# [Dataset extract]
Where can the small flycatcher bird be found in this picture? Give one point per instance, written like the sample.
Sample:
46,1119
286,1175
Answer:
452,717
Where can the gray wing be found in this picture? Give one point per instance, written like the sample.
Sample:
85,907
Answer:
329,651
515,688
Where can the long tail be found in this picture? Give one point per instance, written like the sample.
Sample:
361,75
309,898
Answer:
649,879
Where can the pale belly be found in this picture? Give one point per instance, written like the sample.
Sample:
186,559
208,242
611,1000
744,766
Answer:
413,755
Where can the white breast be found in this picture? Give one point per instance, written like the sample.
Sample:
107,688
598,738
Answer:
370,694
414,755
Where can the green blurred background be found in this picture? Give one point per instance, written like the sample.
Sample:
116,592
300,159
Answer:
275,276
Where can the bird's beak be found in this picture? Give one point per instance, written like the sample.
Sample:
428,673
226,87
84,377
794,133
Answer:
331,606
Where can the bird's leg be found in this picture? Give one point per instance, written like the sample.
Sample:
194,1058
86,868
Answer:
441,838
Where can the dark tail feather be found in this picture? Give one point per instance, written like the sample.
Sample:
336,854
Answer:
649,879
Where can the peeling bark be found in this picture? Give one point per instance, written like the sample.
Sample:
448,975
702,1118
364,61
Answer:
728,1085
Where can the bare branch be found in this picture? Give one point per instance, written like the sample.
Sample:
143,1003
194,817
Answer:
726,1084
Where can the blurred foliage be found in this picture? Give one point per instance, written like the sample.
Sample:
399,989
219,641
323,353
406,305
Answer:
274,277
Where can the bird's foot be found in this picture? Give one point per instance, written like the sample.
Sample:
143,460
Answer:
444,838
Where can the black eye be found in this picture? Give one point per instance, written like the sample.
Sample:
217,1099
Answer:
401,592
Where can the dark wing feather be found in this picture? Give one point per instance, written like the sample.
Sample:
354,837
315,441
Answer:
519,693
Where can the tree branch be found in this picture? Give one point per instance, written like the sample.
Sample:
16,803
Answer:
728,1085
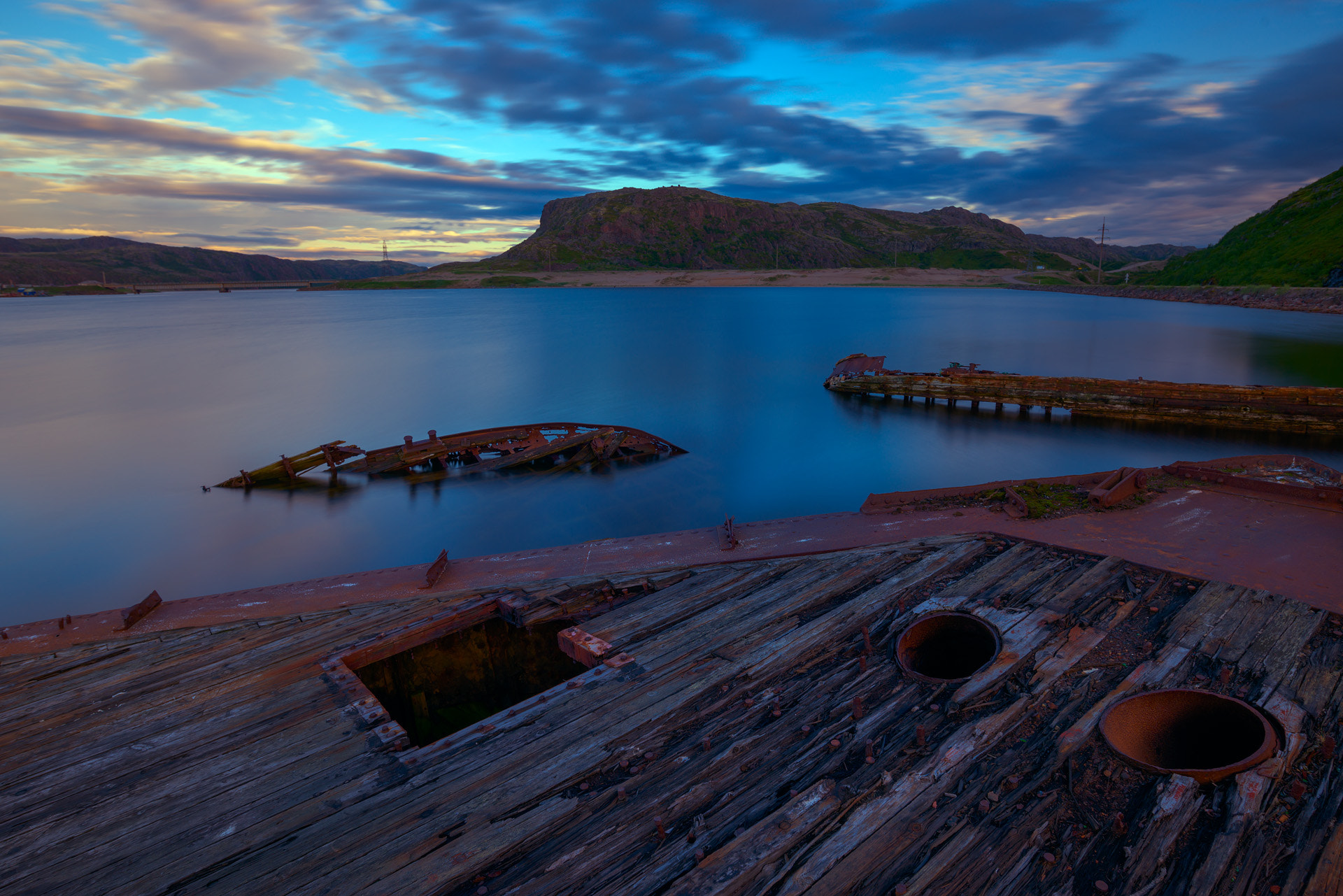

# [Problem]
Write the records above out again exactly, with no pictures in your copy.

# [Problem solution]
Where can the small flycatcher bird be found in this picture? Give one point per instance, written like the sample.
Sample:
46,1119
286,1175
Answer:
452,717
Where can the gray wing be found in this picture? Give one point per instance, written like the sample.
Sample:
85,907
Answer:
329,651
515,688
Where can the long tail be found in this picture? Give one point per instance, written like the sample.
Sample:
361,75
309,898
Answer:
649,879
Where can the pale belly be found in this picture? Give one point per instance, written like the sample.
Sample:
186,559
208,242
611,1000
744,766
Answer:
413,755
Where can the white breast be found in this picture? Give one point per instance, written like the sample.
Sample:
107,688
598,738
Answer:
370,694
414,755
Where can the green blurred background be found in this picture? Give one point per instance, written like the sample.
Sample:
116,592
300,159
Answer:
275,276
Where can the bird's beak be found in this picture? Give one point per instance, written like the sample.
Sample:
428,673
226,87
84,377
794,133
Answer:
331,606
Where can the bird's leg be found in this picture? Give one point per instance, written like the sample.
Sample:
194,1058
86,868
Answer:
441,838
Where can the dark tail feather be found in this picture? Give one point per instance, written like the sample.
Sample:
336,854
Answer:
649,879
Where can the peeling bark be found in this picture? Give one point per instance, written like the sample.
Sample:
448,975
702,1118
364,61
Answer:
728,1085
Where can the bare branch be found in this picture? Give one point per instance, written like the sample.
Sample:
143,1003
194,817
Answer:
726,1084
Where can the blurred foliage be found in this picture? Give one point per instance, written like the sample.
Sample:
399,989
219,641
323,353
406,305
Answer:
274,277
Where can the bird's foot be found in this picture? Give one point per instance, written like the sample.
Sample:
143,460
Answer:
444,838
Where can the black eye be found in this picture? Give one point per instance, written like the sample.
Sample:
217,1099
Answer:
401,592
Where can the dark wing feather be found in this picture? Give one point per instance, written like the sample.
Sample:
354,837
315,441
Answer:
519,693
Where can the tree branch be found in this picture? Give one point per instance, written like the sample.
Sample:
16,803
Answer:
728,1085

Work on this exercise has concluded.